▶ _Problem requirements_:
Exactly repeat the full listing that follows.

★ ★ ★ ★ ★

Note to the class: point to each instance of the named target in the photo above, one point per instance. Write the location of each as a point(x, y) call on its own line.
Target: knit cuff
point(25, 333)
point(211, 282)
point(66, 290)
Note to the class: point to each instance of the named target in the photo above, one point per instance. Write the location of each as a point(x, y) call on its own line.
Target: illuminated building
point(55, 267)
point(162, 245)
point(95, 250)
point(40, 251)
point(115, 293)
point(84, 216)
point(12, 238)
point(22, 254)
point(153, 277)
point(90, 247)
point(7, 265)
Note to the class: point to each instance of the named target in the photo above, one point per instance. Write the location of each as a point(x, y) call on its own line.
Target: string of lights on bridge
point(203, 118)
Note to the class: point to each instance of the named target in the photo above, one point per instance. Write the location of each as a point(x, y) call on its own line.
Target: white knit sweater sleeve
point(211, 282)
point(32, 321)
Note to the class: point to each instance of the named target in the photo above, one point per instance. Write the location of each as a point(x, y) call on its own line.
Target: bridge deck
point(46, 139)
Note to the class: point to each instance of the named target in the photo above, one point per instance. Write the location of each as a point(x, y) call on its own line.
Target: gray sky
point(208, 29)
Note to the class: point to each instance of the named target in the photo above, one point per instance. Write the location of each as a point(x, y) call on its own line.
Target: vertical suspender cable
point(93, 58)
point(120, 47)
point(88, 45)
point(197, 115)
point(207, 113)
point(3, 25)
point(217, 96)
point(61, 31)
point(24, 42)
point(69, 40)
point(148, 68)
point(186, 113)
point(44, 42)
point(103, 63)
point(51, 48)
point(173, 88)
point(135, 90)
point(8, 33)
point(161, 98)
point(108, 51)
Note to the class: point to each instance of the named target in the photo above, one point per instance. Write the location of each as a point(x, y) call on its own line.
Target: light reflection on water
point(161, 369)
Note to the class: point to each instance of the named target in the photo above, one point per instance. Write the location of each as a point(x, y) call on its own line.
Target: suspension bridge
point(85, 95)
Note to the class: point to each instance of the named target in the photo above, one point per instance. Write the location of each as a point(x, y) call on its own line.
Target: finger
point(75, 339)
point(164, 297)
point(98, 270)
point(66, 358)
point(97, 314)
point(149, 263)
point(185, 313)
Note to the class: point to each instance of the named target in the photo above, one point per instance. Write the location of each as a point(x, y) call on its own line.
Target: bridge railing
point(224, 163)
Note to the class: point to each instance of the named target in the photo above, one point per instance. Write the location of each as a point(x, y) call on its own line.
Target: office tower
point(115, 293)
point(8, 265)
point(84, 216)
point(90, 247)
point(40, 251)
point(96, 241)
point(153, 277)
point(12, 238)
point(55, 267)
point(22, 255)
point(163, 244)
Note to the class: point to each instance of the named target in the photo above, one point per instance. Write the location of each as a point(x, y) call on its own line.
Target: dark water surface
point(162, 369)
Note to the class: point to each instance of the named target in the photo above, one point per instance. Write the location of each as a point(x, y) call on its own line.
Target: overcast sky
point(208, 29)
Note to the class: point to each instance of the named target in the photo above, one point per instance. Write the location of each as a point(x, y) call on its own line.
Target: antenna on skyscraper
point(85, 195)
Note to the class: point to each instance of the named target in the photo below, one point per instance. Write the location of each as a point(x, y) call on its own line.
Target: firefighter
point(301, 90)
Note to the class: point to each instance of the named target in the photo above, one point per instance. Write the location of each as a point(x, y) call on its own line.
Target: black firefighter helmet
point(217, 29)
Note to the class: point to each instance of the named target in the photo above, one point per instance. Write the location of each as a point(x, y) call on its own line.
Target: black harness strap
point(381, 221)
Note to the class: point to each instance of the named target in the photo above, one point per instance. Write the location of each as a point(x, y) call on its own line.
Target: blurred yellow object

★ ★ ★ ★ ★

▶ _Final result_:
Note to the class: point to each instance of the named target in the photo above, one point per instance. Write the location of each as a point(x, y) call on its own line.
Target: knit cuff
point(25, 333)
point(211, 282)
point(66, 290)
Note to the class: point to each instance of the named target in the photo above, one point per instance. Write the location of each as a point(x, y) call on its own line.
Target: illuminated building
point(55, 267)
point(162, 245)
point(95, 250)
point(40, 251)
point(115, 293)
point(84, 216)
point(12, 238)
point(22, 254)
point(153, 277)
point(90, 247)
point(7, 265)
Note to the class: point to each instance of the named target in the photo above, one point per instance. Write the location of each as a point(x, y) call on its own line.
Target: string of lights on bridge
point(203, 118)
Note to the class: point to each instance of the named target in the photo above, one point per instance. Write the location of each as a point(x, y) call on its own line.
Target: white knit sweater sleeve
point(211, 282)
point(32, 321)
Note to the class: point to each instance of the named target in the photo above, one point per instance. Write the location of each as a point(x, y) call on its own line.
Target: bridge deck
point(46, 139)
Note to the class: point to each instance of the named target in the photo above, one point per instance. Write the location of each as a point(x, y) call on its own line.
Target: gray sky
point(208, 29)
Note to the class: point to each instance of the named target in the photo above, one point per instance. Write the location of each as a point(x, y) call on its own line.
Target: vertical suspender cable
point(93, 58)
point(120, 47)
point(88, 45)
point(197, 115)
point(207, 113)
point(3, 25)
point(217, 96)
point(61, 31)
point(24, 42)
point(69, 40)
point(148, 68)
point(186, 113)
point(44, 42)
point(103, 63)
point(51, 48)
point(173, 88)
point(135, 90)
point(8, 33)
point(161, 98)
point(108, 51)
Note to the class: point to each instance of the named target in the photo above, one point per instance. Write the location of each as a point(x, y) call on its own line.
Target: light reflection on water
point(161, 369)
Note to the class: point to each instance of the named target in the photo above, one point per instance. Write the location of each as a point(x, y) call on its own line.
Target: suspension bridge
point(85, 95)
Note to the class: point to each instance of the named target in the photo above, one point per instance. Write the location of each as a point(x, y) call on its own line.
Target: finger
point(75, 339)
point(164, 297)
point(98, 270)
point(66, 358)
point(97, 314)
point(149, 263)
point(185, 313)
Note to the class: point to each instance of the named target in the photo above, one point per instance. Write the location of each as a point(x, y) call on its own line.
Target: bridge railing
point(224, 163)
Note to the class: point to each instance of the named target in the photo above, one point per instance. Write the location of each as a point(x, y) call on its own line.
Target: office tower
point(115, 293)
point(8, 265)
point(84, 216)
point(90, 247)
point(40, 251)
point(96, 241)
point(153, 277)
point(12, 238)
point(55, 267)
point(22, 255)
point(163, 244)
Note to the class: point to each instance of the named target in the photo above, one point per instance. Write the location of each as a point(x, y) call on its own line.
Target: dark water surface
point(162, 369)
Note to the class: point to each instance of the named target in the photo above, one point per instance. Write the location of each as a point(x, y) call on its own line.
Target: overcast sky
point(208, 29)
Note to the class: point to each instance of the named target in the photo above, one point per instance. Write the location of each as a point(x, y) call on its own line.
Target: antenna on skyscraper
point(85, 195)
Note to the class: point to each instance of the named target in the photo below, one point per instance. Write the location of each as a point(x, y) call on its own line.
Target: firefighter
point(301, 90)
Note to the class: point to each instance of the named target in the photo above, one point per instance. Write the location of each as a point(x, y) call on its own line.
Target: black firefighter helmet
point(217, 29)
Note to the class: point to each instance of the named target in the photo above, one point per instance. Write the location of each as a point(x, y) call on its own line.
Target: black harness strap
point(381, 221)
Note to the class: point to each instance of the named target in the photo above, one point per instance. Write the location of each as a point(x, y) call on its own line.
Target: blurred yellow object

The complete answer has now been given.